#  

Peter F Gontha: ‘Biarlah Menjadi Rahasia, Yang Saya Bawa Mati Saja’

TEMPO — Ide-ide bisnis lelaki berkepala plontos ini, seringkali mendahului perkembangan pada masanya, meski kadang menimbulkan kontroversi. Pria kelahiran Semarang, 4 Mei 1948 ini, melompat dari satu sektor ke sektor lain.

“Saya bukan pengusaha, tapi saya suka memikirkan ide-ide baru, orang lain yang mendanai,” ujar Peter Frans Gontha, sosok yang membangun stasiun televisi swasta pertama dan kedua di Indonesia, RCTI dan SCTV.

Menjadi motor bisnis putra mantan Presiden Soeharto almarhum, Bambang Trihatmodjo dengan mesin bisnisnya Bimantara.

Di Bimantara, Peter menunjukkan talenta bisnisnya yang luar biasa dengan mendirikan banyak perusahaan besar, yang tanpa berhubungan degan fasilitas kemudahan.

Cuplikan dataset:

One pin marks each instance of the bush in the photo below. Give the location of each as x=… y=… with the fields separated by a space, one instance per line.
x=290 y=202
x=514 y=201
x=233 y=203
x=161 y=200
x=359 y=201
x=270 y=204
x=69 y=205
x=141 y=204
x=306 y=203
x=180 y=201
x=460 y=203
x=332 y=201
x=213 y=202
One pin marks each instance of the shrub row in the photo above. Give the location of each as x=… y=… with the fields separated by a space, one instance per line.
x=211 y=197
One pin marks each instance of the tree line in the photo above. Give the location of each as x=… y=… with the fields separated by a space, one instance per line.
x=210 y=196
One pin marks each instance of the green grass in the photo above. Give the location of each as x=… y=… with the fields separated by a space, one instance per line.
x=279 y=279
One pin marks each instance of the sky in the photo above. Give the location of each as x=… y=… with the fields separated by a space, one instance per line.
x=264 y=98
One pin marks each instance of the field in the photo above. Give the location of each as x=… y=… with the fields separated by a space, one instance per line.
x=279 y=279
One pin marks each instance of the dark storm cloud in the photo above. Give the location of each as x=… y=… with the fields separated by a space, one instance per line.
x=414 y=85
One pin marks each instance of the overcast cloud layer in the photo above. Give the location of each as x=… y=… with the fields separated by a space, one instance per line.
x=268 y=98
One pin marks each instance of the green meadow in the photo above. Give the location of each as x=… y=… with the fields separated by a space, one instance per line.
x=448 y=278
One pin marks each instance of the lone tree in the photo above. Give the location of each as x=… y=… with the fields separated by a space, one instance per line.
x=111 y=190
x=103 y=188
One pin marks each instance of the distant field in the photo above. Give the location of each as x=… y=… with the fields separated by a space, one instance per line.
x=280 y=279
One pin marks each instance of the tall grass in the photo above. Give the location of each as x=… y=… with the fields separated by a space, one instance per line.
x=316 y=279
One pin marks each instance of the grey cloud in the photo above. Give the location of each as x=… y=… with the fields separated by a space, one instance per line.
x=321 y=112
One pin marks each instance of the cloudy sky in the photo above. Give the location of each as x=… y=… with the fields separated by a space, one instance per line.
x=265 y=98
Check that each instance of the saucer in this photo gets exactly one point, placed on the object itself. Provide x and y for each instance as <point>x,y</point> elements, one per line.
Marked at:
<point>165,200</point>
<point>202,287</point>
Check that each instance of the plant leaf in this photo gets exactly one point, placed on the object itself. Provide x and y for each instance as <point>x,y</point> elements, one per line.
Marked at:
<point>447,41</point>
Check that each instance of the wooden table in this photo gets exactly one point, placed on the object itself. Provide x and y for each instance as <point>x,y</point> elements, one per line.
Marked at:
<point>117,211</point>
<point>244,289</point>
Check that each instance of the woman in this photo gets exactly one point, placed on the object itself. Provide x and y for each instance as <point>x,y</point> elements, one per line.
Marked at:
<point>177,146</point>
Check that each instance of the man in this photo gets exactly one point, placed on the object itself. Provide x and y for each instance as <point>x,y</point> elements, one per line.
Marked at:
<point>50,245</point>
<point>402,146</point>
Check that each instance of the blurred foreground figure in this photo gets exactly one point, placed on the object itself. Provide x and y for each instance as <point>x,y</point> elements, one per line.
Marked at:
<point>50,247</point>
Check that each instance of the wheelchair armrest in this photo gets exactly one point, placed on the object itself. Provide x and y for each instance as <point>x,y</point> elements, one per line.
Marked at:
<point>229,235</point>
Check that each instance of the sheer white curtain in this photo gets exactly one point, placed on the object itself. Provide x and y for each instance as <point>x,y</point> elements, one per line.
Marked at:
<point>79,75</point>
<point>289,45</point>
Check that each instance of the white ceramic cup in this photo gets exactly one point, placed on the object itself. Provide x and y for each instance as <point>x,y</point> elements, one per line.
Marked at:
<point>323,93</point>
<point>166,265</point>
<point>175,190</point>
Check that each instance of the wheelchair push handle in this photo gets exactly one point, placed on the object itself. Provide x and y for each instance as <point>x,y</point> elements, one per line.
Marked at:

Soal Latihan 1:
Jawablah pertanyaan berikut berdasarkan artikel tentang Peter F Gontha.
(a) Di kota mana Peter F Gontha lahir?
(b) Stasiun televisi swasta apa saja yang ia bangun?
(c) Apa nama mesin bisnis Bambang Trihatmodjo?
Soal Latihan 2: Bagaimana bentuk daftar JSON berisi string untuk bagian entri dari awal entri sampai baris yang memuat "x=213 y=202", dengan kedua ujungnya ikut dan satu string untuk setiap baris?

Jawaban Soal 1:
(a) Semarang
(b) RCTI dan SCTV
(c) Bimantara

Jawaban Soal 2:
[
  "One pin marks each instance of the bush in the photo below. Give the location of each as x=… y=… with the fields separated by a space, one instance per line.",
  "x=290 y=202",
  "x=514 y=201",
  "x=233 y=203",
  "x=161 y=200",
  "x=359 y=201",
  "x=270 y=204",
  "x=69 y=205",
  "x=141 y=204",
  "x=306 y=203",
  "x=180 y=201",
  "x=460 y=203",
  "x=332 y=201",
  "x=213 y=202"
]